本文抜粋:
------------

複合メッキ160のグラファイト露出部162は、オシドリ23とカンヌキ24との接触状態が切り替わることによって図5のように圧延される。このように圧延されて略層状となったグラファイト露出部162を介してオシドリ23とカンヌキ24とが滑り接触するため、オシドリ23とカンヌキ24との耐摩耗性を大幅に向上させることができる。
本実施形態によれば、第1実施形態で述べた効果と同様の効果が得られる。
なお、本実施形態ではオシドリ23とカンヌキ24との両方に複合メッキ160が形成されるため、いずれか一方に複合メッキ160が形成された場合よりも耐磨耗性を向上させることができる。
〔本発明の変形例〕
なお、本発明は前記各実施形態に限定されず、本発明の目的を達成できる範囲での変形、改良等は本発明に含まれる。
前記各実施形態の複合メッキ160は電気メッキによって形成されていたが、本発明の複合メッキは無電解メッキによって形成されていてもよい。前記第1、第2実施形態において、電気ニッケルメッキ浴の代わりに無電解ニッケルメッキ浴を使用し、無電解メッキ処理を行うことにより、グラファイト粒子を含有した複合メッキを形成することが可能である。このような無電解メッキにより、ホゾやカナなど、接触部品の凹凸部であって曲率が大きい部分にも均一な厚みの皮膜を形成し易くなる。このため、高い耐摩耗性が安定的に得られる。
なお、本発明の複合メッキの金属メッキには少なくともグラファイト粒子が混入されていればよいため、グラファイト粒子と、その他の粒子とが金属メッキに混入されることによって本発明の複合メッキが形成されていてもよい。
本発明の複合メッキが形成される箇所は、第1実施形態に示した発電機のロータ121や、第2実施形態に示したオシドリ23およびカンヌキ24には限定されない。
例えば、摺動部を有する接触部品として、指針を駆動するステップモータのロータに複合メッキを形成してもよい。なお、ロータに限らず、ロータカナや、二番車、三番車等の時計用輪列部品のホゾやカナなどに複合メッキを形成してもよい。さらには、オシドリピンや、レバーの回動軸部や、長孔によって摺動案内されるピンや、押しボタンの操作軸および案内筒などに複合メッキが形成されていてもよい。

------------

保存済みデータセット項目:
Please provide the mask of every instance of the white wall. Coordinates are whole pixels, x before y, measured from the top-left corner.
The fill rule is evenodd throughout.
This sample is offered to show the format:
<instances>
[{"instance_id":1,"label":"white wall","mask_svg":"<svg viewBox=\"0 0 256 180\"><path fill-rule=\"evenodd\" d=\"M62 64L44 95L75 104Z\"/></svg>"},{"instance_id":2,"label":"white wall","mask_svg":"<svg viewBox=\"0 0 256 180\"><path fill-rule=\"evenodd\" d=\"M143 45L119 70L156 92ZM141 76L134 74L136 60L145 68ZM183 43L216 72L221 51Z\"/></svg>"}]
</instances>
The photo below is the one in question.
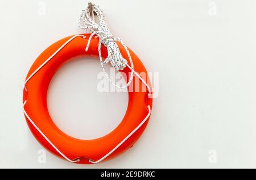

------------

演習の構成:
- 1) 本文によると、無電解メッキで複合メッキを形成すると高い耐摩耗性が安定的に得られるのはなぜか。1〜3文で説明せよ。
- 2) 本文のうち、「複合メッキ160のグラファイ」から「ンヌキ24には限定されない。」までの部分をそのまま書き写せ。

課題別の解答:
- 1) 無電解メッキを使うと、ホゾやカナなど接触部品の凹凸部で曲率が大きい部分にも、均一な厚みの皮膜を形成しやすくなる。そのため、高い耐摩耗性が安定的に得られる。

- 2)
複合メッキ160のグラファイト露出部162は、オシドリ23とカンヌキ24との接触状態が切り替わることによって図5のように圧延される。このように圧延されて略層状となったグラファイト露出部162を介してオシドリ23とカンヌキ24とが滑り接触するため、オシドリ23とカンヌキ24との耐摩耗性を大幅に向上させることができる。
本実施形態によれば、第1実施形態で述べた効果と同様の効果が得られる。
なお、本実施形態ではオシドリ23とカンヌキ24との両方に複合メッキ160が形成されるため、いずれか一方に複合メッキ160が形成された場合よりも耐磨耗性を向上させることができる。
〔本発明の変形例〕
なお、本発明は前記各実施形態に限定されず、本発明の目的を達成できる範囲での変形、改良等は本発明に含まれる。
前記各実施形態の複合メッキ160は電気メッキによって形成されていたが、本発明の複合メッキは無電解メッキによって形成されていてもよい。前記第1、第2実施形態において、電気ニッケルメッキ浴の代わりに無電解ニッケルメッキ浴を使用し、無電解メッキ処理を行うことにより、グラファイト粒子を含有した複合メッキを形成することが可能である。このような無電解メッキにより、ホゾやカナなど、接触部品の凹凸部であって曲率が大きい部分にも均一な厚みの皮膜を形成し易くなる。このため、高い耐摩耗性が安定的に得られる。
なお、本発明の複合メッキの金属メッキには少なくともグラファイト粒子が混入されていればよいため、グラファイト粒子と、その他の粒子とが金属メッキに混入されることによって本発明の複合メッキが形成されていてもよい。
本発明の複合メッキが形成される箇所は、第1実施形態に示した発電機のロータ121や、第2実施形態に示したオシドリ23およびカンヌキ24には限定されない。